- [What this exercise asks]
A. Summarize the passage on space and Sri Aurobindo in two sentences.
B. Rewrite the passage on space and Sri Aurobindo starting at "That quotation from" and ending at "antinomies to rest.", with "Bergson" replaced by "Whitehead".
C. Extend the passage on space and Sri Aurobindo by writing what comes after its final sentence.

--- Source extract ---

That quotation from Sri Aurobindo is extraordinary, it could have been said by Bergson in one his most brilliant intuitions. It puts all Kant antinomies to rest.
You really should read about Andy in my post on Intentionality. Andy, I wrote there, “is good at math, so he understands you perfectly if you tell him that space is (or is like) the set of all triplets of real numbers. But if you believe that this gives him a sense of the expanse we call space, you are deluding yourself.” Andy certainly has an “idea” of differentiated physical space but this idea is of “a Many that allows itself to be thought as a One.” There is another kind of unity associated with space, described by Sri Aurobindo in the quoted passage as “an infinity which seems to us the same all-containing all-pervading point without magnitude.” This is the intrinsic unity of space implied by QM, which does not cease to exist when a multiplicity of spatial relations comes into being, along with an apparent multiplicity of relata (“apparent” because the relata are numerically identical). This intrinsic unity features in phenomenal consciousness as the extensional quality of space, of which Andy has no idea, just as he has no idea of the “flow” of time.
Unfortunately you are right when you say that an experience that is discrete is already called space (though it would be a thought rather than a sensory experience) since to most physicists space is adequately represented by a transfinite set. “Unfortunately” because it ignores the limits that QM imposes on the objectivation of multiplicity, which is always *in* space and never *of* space. Machines act well is space, but as the word “act” already implies, they act just as well in time. Fortunately for them, they do not have to worry (as we do) about the *ontology* of space and time.

--- Material provided ---

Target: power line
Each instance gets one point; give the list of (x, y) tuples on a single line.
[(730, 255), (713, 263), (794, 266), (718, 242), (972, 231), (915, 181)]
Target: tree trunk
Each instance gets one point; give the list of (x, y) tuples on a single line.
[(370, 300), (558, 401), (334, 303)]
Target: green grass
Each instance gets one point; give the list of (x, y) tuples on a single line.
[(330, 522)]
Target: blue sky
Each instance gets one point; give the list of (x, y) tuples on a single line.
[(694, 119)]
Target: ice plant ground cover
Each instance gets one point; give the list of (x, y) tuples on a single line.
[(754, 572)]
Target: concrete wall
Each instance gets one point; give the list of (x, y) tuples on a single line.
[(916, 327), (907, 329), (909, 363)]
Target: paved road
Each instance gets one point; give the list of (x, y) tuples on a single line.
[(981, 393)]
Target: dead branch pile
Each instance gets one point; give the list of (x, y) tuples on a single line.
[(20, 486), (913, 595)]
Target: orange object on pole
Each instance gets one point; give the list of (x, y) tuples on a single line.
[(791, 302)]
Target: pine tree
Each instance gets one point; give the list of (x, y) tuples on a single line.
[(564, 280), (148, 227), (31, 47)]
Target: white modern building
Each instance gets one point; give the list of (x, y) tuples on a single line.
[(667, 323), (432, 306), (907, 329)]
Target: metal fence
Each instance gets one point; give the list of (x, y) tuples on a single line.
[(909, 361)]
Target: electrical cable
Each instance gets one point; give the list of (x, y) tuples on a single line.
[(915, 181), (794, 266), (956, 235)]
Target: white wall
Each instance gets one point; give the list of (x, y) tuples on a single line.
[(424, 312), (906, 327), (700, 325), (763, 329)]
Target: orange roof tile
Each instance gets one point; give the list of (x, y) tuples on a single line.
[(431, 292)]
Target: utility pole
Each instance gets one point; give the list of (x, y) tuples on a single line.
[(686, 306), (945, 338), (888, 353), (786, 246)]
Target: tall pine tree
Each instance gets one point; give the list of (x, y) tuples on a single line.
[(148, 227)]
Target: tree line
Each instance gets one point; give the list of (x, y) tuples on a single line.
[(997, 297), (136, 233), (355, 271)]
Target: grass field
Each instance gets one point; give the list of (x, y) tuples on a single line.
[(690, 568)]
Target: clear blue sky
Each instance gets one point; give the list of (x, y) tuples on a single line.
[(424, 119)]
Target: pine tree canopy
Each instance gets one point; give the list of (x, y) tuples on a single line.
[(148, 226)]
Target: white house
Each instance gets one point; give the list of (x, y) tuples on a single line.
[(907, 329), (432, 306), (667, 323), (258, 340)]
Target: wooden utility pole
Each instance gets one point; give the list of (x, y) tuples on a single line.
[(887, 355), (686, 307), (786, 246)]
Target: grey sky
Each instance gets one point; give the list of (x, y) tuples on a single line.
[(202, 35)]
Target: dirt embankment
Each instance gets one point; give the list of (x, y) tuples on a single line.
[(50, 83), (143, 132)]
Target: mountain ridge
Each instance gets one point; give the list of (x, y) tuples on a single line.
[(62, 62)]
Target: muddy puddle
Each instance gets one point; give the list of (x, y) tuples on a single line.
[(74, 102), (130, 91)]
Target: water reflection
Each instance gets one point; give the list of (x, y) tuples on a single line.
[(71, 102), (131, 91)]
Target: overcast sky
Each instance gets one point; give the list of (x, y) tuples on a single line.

---

- [Task-by-task outputs]
A. The passage praises a quotation from Sri Aurobindo as putting Kant's antinomies to rest. Using Andy from a post on Intentionality, it separates the idea of space as "a Many that allows itself to be thought as a One" from the intrinsic unity of space implied by QM, which appears in consciousness as the extensional quality of space, and it regrets that most physicists represent space as a transfinite set because this ignores the limits QM places on the objectivation of multiplicity.

B.
That quotation from Sri Aurobindo is extraordinary, it could have been said by Whitehead in one his most brilliant intuitions. It puts all Kant antinomies to rest.

C.
This reminds me of an anecdote about my father. Wounded during WWII, delirious in some field hospital, he was overheard muttering to himself: “There are only two problems: space and time,” which prompted a doctor or nurse to ask: “Who is this philosopher?” Must be in the family genes.
Well, we had a go at space, that’s where it all started: astronomy. We have gone as far as possible to find those things that are not “there”. And along the way we discovered that “there” is not a thing either. And we saw that place is a far richer concept than space. Fair play, we must consider ourselves fortunate. Now let’s move on to the absolute near side, as Nishitani would have put it. Everything that happens, everything that “takes place”, takes place in that realm. General Relativity will cease to exist the moment you close your eyes. That is true time.
“..if time, as the reflective consciousness represents it, is a medium in which our conscious states form a discrete series so as to admit of being counted, and if on the other hand our conception of number ends in spreading out in space everything which can be directly counted, it is to be presumed that time, understood in the sense of a medium in which we make distinctions and count, is nothing but space.”